- **THE TASK**
Would you output the entries below only from the line containing "on the blue" through the line containing "on the carriage", exactly as they stand and with both ends included?
####
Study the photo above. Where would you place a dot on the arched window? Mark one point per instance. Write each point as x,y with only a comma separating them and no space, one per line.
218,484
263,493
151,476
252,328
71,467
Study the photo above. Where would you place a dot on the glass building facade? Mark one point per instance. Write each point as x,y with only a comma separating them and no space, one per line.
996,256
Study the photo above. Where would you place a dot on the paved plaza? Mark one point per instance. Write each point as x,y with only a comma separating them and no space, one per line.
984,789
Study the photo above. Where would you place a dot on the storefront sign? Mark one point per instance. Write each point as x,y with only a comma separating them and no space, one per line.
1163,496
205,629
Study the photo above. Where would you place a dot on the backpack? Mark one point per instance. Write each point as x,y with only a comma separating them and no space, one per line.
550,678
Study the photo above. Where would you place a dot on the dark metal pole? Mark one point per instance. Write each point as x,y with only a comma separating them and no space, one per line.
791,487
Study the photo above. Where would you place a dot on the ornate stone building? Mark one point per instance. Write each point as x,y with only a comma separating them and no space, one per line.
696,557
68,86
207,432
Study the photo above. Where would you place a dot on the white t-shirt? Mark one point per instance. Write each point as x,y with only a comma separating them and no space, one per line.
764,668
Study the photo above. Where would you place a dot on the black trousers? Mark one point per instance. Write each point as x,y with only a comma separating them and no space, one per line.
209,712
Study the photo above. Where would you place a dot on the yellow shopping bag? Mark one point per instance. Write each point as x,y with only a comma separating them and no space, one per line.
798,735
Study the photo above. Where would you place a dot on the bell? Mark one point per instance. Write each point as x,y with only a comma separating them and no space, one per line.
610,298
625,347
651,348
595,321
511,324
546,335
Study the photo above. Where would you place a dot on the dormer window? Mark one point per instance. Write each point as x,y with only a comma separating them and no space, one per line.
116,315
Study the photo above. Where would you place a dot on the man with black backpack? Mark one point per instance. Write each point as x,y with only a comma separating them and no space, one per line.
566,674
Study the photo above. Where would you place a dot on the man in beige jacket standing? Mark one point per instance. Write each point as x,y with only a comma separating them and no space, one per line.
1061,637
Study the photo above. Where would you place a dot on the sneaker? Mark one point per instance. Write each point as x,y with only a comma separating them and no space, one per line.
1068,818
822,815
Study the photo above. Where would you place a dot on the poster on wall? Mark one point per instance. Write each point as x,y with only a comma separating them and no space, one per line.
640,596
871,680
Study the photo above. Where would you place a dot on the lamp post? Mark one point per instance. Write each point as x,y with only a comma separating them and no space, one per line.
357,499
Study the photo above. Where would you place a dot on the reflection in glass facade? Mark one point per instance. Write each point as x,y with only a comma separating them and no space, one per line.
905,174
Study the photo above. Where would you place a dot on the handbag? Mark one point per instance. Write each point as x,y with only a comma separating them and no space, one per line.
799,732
####
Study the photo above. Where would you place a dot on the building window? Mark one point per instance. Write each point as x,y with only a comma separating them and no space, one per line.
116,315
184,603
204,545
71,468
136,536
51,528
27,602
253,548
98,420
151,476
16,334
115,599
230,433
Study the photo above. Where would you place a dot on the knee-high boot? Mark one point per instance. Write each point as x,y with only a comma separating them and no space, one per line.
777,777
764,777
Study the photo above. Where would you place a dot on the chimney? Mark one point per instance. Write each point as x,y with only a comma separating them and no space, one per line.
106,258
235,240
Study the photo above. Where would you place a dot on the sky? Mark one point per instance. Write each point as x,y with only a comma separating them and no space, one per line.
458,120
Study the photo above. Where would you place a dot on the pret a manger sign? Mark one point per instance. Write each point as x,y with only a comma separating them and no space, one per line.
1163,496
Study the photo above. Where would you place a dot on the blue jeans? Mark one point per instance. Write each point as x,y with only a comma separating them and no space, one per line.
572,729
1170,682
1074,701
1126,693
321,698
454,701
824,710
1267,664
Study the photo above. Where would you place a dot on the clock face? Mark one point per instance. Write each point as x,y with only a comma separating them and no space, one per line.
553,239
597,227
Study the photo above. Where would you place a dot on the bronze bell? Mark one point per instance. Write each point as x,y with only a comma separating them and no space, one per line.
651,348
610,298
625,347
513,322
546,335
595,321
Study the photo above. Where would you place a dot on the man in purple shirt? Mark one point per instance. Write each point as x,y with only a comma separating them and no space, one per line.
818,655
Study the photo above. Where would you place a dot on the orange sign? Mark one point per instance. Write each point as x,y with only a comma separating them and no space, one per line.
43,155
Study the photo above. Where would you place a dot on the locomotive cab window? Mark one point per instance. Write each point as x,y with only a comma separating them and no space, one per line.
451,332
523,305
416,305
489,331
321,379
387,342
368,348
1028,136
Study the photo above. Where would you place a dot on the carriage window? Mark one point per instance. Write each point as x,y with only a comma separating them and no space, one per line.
####
- **YOUR RESPONSE**
Study the photo above. Where would you place a dot on the blue jeans? Mark one point per instance. Write each point as x,y with only a comma separating them and no space, one per line.
572,729
1170,682
1074,701
1126,693
321,698
454,701
824,710
1267,664
Study the photo above. Where would you place a dot on the clock face? Mark one point per instance. Write each point as x,y with only a comma separating them and no space, one per line.
553,239
597,227
Study the photo above. Where would you place a dot on the bronze bell? Mark one point per instance. Write each point as x,y with only a comma separating them and no space, one per line.
651,348
610,298
625,347
513,322
546,335
595,321
Study the photo above. Where would you place a dot on the man in purple shirt? Mark one point per instance. Write each point as x,y with only a comma separating them and no space, one per line.
818,655
Study the photo above. Where would you place a dot on the orange sign? Mark one point per instance. Write each point as x,y with only a comma separating them and no space, one per line.
43,155
Study the photo above. Where would you place a dot on the locomotive cab window? Mark one point per instance. Write each point as x,y with only a comma separating them and no space, one per line.
451,332
523,305
416,305
489,331
321,379
387,342
368,348
1028,136
Study the photo above. Where would you place a dot on the carriage window? Mark one point per instance. Write each point as x,y with only a comma separating them and no space, one per line.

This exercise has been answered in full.